* WHAT THE EXERCISE ASKS *
Pick up at the line with "Query: tower bridge". Write it out exactly, along with each later line through the end of the data, and nothing more.

* INFORMATION SHOWN *

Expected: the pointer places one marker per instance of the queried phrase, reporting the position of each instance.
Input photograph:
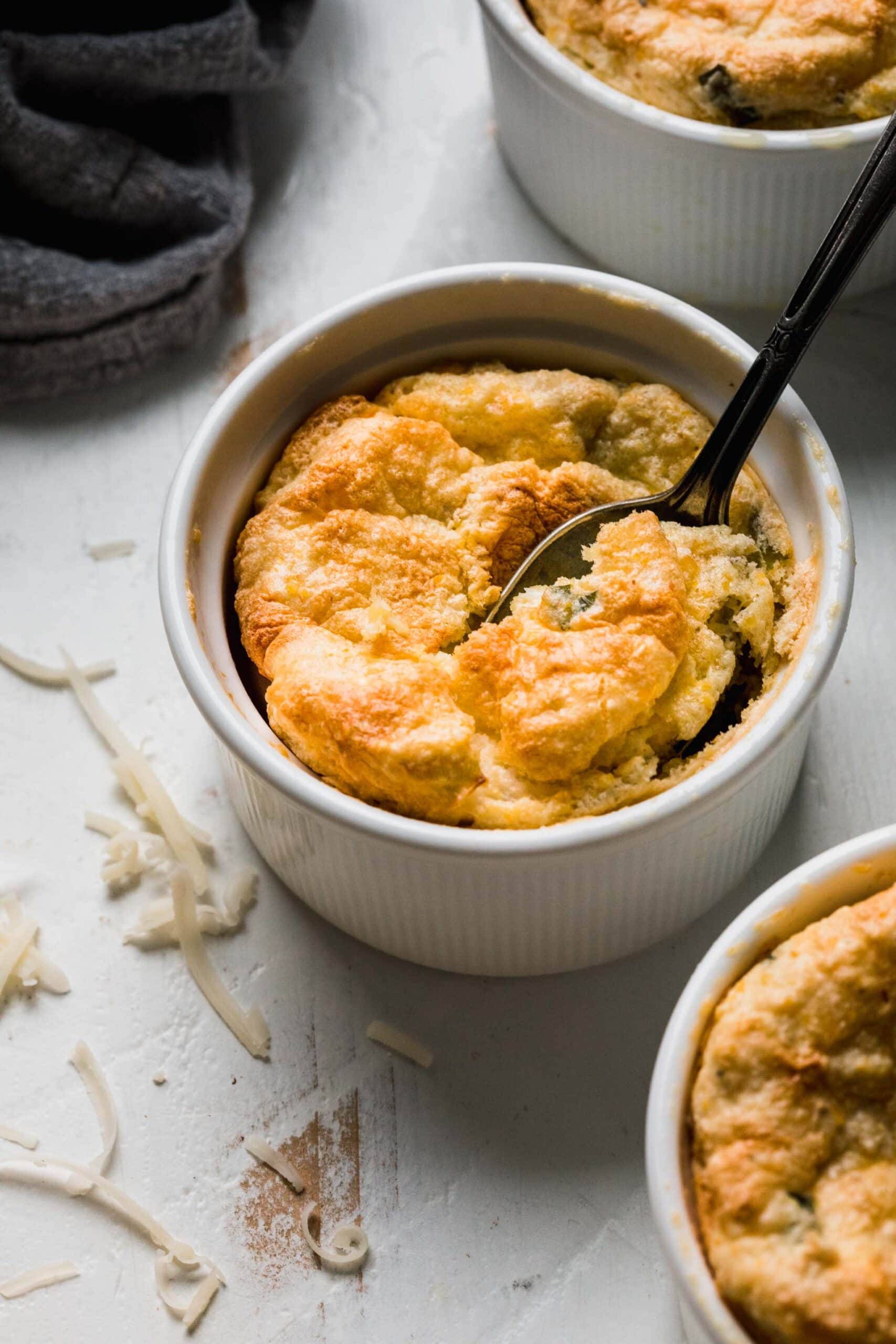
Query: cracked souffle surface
(387, 530)
(794, 1135)
(767, 64)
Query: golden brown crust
(739, 62)
(794, 1135)
(381, 538)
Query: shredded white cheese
(155, 927)
(18, 1136)
(249, 1027)
(104, 1105)
(128, 854)
(111, 550)
(261, 1150)
(44, 1277)
(41, 1170)
(191, 1311)
(400, 1043)
(349, 1246)
(143, 779)
(34, 671)
(22, 965)
(144, 808)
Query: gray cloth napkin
(124, 183)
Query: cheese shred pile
(175, 1260)
(22, 964)
(140, 780)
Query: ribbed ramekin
(711, 213)
(486, 901)
(840, 877)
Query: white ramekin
(710, 213)
(486, 901)
(839, 877)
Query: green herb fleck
(722, 90)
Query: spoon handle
(708, 483)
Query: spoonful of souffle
(703, 494)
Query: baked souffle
(385, 536)
(794, 1135)
(767, 64)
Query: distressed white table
(503, 1191)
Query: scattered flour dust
(268, 1217)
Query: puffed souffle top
(794, 1135)
(769, 64)
(385, 536)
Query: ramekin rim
(673, 1072)
(715, 781)
(519, 30)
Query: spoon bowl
(703, 495)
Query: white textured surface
(503, 1190)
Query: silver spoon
(703, 495)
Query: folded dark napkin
(124, 182)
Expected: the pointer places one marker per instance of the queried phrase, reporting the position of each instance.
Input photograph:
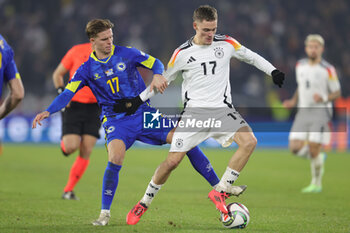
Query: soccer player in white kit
(318, 86)
(204, 63)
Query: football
(237, 217)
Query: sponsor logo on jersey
(108, 192)
(121, 66)
(96, 76)
(109, 72)
(219, 52)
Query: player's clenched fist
(159, 82)
(39, 118)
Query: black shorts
(81, 119)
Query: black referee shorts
(81, 119)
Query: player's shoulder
(219, 38)
(127, 51)
(82, 46)
(185, 46)
(179, 51)
(301, 62)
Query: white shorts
(311, 125)
(219, 123)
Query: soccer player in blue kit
(10, 75)
(111, 73)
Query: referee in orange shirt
(80, 119)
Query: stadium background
(41, 32)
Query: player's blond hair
(314, 37)
(205, 12)
(95, 26)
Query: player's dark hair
(205, 12)
(95, 26)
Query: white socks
(150, 193)
(227, 180)
(317, 169)
(304, 152)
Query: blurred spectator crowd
(41, 32)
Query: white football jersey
(319, 79)
(206, 69)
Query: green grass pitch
(32, 179)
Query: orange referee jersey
(73, 59)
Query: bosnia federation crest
(219, 52)
(121, 66)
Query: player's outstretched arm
(14, 98)
(41, 116)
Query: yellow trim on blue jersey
(96, 59)
(73, 86)
(149, 62)
(104, 119)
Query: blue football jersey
(8, 68)
(113, 78)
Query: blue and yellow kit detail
(113, 79)
(8, 68)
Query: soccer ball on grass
(237, 217)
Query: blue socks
(110, 184)
(202, 165)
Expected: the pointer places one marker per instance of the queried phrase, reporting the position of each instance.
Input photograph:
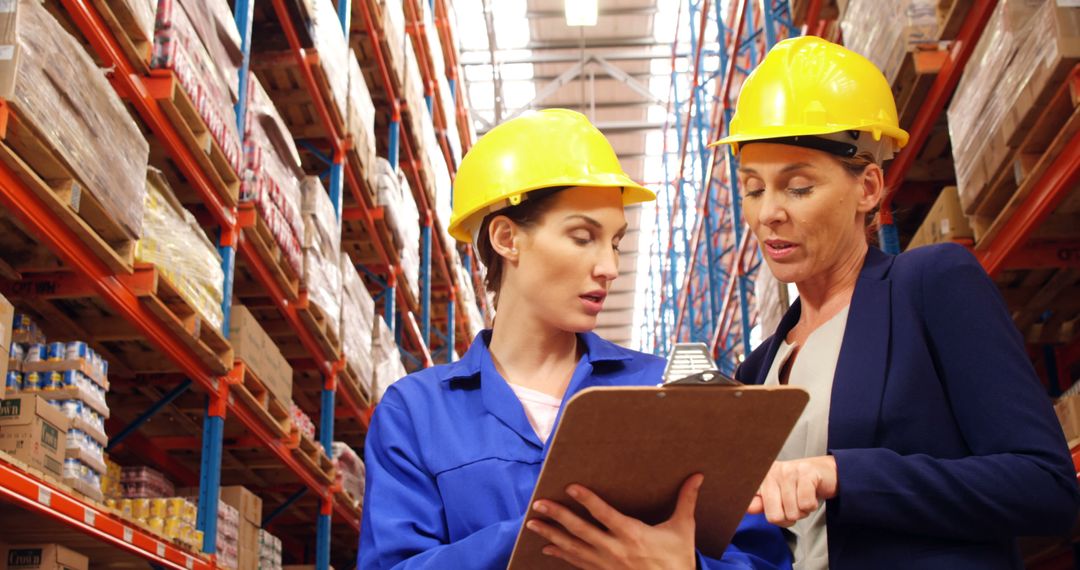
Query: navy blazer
(946, 445)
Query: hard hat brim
(632, 193)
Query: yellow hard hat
(808, 85)
(539, 149)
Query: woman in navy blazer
(932, 444)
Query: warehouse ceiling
(617, 72)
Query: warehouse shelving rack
(145, 93)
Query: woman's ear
(502, 233)
(872, 189)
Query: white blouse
(813, 370)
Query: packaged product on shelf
(34, 432)
(350, 470)
(41, 557)
(173, 241)
(203, 67)
(1024, 48)
(92, 135)
(253, 347)
(329, 42)
(7, 322)
(358, 316)
(145, 483)
(361, 117)
(302, 422)
(269, 551)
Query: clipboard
(635, 446)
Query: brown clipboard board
(635, 446)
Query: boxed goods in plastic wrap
(301, 421)
(173, 241)
(92, 134)
(388, 361)
(350, 471)
(34, 432)
(41, 557)
(329, 42)
(358, 320)
(269, 551)
(1025, 48)
(871, 29)
(360, 123)
(145, 483)
(253, 347)
(272, 174)
(199, 41)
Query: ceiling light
(580, 12)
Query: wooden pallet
(183, 113)
(248, 389)
(1057, 123)
(166, 301)
(34, 160)
(312, 456)
(273, 257)
(324, 327)
(283, 80)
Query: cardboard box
(41, 557)
(247, 503)
(7, 316)
(944, 222)
(34, 432)
(257, 351)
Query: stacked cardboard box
(388, 360)
(92, 134)
(250, 507)
(272, 175)
(1022, 56)
(41, 557)
(322, 252)
(358, 320)
(173, 241)
(253, 347)
(199, 41)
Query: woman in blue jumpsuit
(454, 451)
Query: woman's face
(569, 258)
(805, 208)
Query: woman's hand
(793, 490)
(628, 543)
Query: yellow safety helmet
(808, 86)
(539, 149)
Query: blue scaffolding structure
(702, 269)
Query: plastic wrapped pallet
(1024, 45)
(361, 116)
(205, 69)
(358, 320)
(333, 51)
(272, 174)
(173, 241)
(92, 133)
(349, 469)
(871, 29)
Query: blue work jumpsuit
(451, 463)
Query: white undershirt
(540, 408)
(813, 370)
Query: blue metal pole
(150, 412)
(426, 282)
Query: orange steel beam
(132, 86)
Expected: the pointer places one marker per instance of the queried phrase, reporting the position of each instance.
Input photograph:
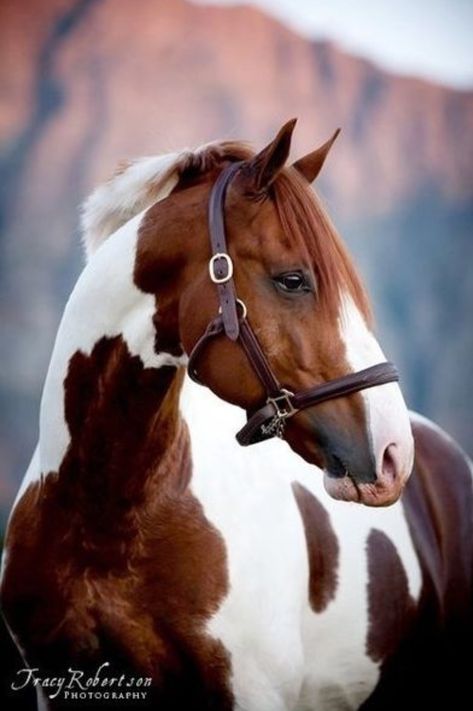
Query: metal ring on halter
(242, 305)
(213, 276)
(288, 409)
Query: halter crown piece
(232, 321)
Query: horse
(327, 567)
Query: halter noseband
(281, 404)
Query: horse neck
(109, 418)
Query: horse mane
(139, 184)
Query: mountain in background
(85, 83)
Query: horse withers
(145, 538)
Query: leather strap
(221, 265)
(257, 428)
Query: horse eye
(292, 282)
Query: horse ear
(265, 166)
(310, 165)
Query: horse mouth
(340, 484)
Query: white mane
(139, 184)
(134, 187)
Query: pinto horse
(144, 536)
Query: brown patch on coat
(429, 667)
(390, 606)
(112, 558)
(322, 548)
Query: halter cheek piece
(281, 404)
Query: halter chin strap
(270, 419)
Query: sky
(428, 38)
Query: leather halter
(281, 404)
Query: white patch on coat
(104, 303)
(386, 411)
(140, 184)
(285, 656)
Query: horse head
(302, 296)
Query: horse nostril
(389, 468)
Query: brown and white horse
(144, 536)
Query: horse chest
(296, 619)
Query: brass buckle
(216, 279)
(282, 404)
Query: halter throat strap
(269, 420)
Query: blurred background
(85, 83)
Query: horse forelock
(305, 222)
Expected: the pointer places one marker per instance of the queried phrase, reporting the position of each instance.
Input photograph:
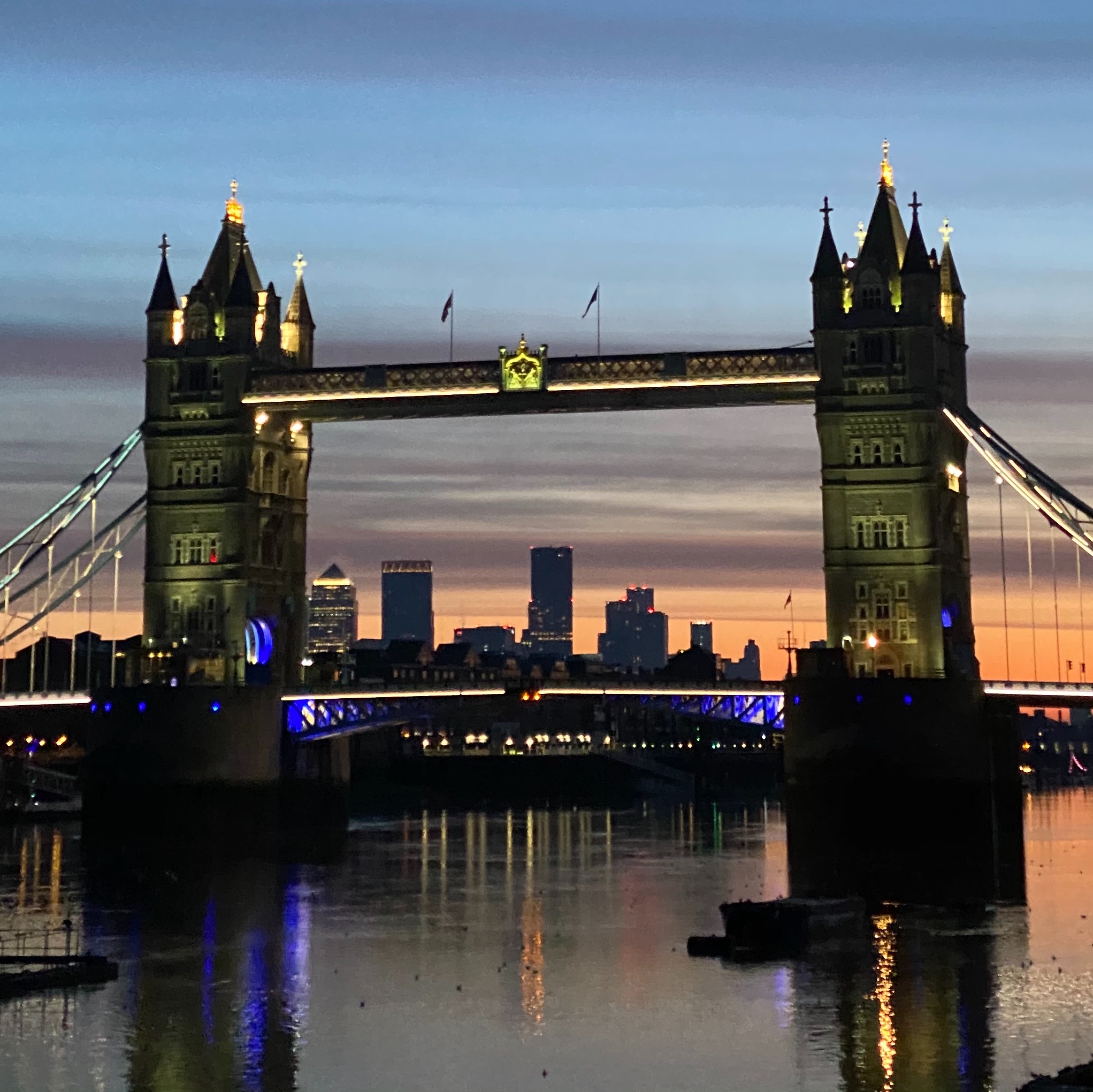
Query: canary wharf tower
(224, 591)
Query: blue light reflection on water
(254, 1010)
(417, 906)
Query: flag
(596, 296)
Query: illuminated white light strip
(22, 701)
(341, 396)
(380, 696)
(712, 382)
(1038, 689)
(656, 692)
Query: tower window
(873, 296)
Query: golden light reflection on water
(884, 949)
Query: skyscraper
(407, 600)
(636, 636)
(702, 636)
(550, 612)
(332, 613)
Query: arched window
(269, 468)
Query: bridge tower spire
(224, 566)
(891, 357)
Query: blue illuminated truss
(748, 708)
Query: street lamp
(1006, 608)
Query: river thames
(535, 950)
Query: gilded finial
(233, 210)
(885, 166)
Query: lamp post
(1006, 608)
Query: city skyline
(716, 507)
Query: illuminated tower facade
(224, 566)
(889, 331)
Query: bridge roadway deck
(1030, 693)
(571, 385)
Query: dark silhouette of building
(488, 639)
(332, 613)
(407, 594)
(550, 612)
(637, 634)
(747, 668)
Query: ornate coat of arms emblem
(522, 371)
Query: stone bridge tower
(889, 331)
(224, 564)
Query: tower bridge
(232, 397)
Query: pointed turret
(915, 258)
(241, 309)
(269, 325)
(297, 331)
(827, 276)
(229, 251)
(952, 293)
(162, 307)
(919, 277)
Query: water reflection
(471, 949)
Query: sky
(521, 154)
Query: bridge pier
(903, 790)
(158, 750)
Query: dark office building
(637, 634)
(487, 639)
(550, 612)
(407, 600)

* ANSWER *
Query: tower bridge
(232, 397)
Query: pointed turret
(915, 258)
(241, 309)
(269, 325)
(297, 331)
(827, 276)
(229, 251)
(952, 293)
(162, 307)
(919, 277)
Query: water reflection
(471, 949)
Query: sky
(521, 154)
Query: bridge pier
(903, 790)
(158, 750)
Query: dark office building
(637, 634)
(487, 639)
(550, 612)
(407, 600)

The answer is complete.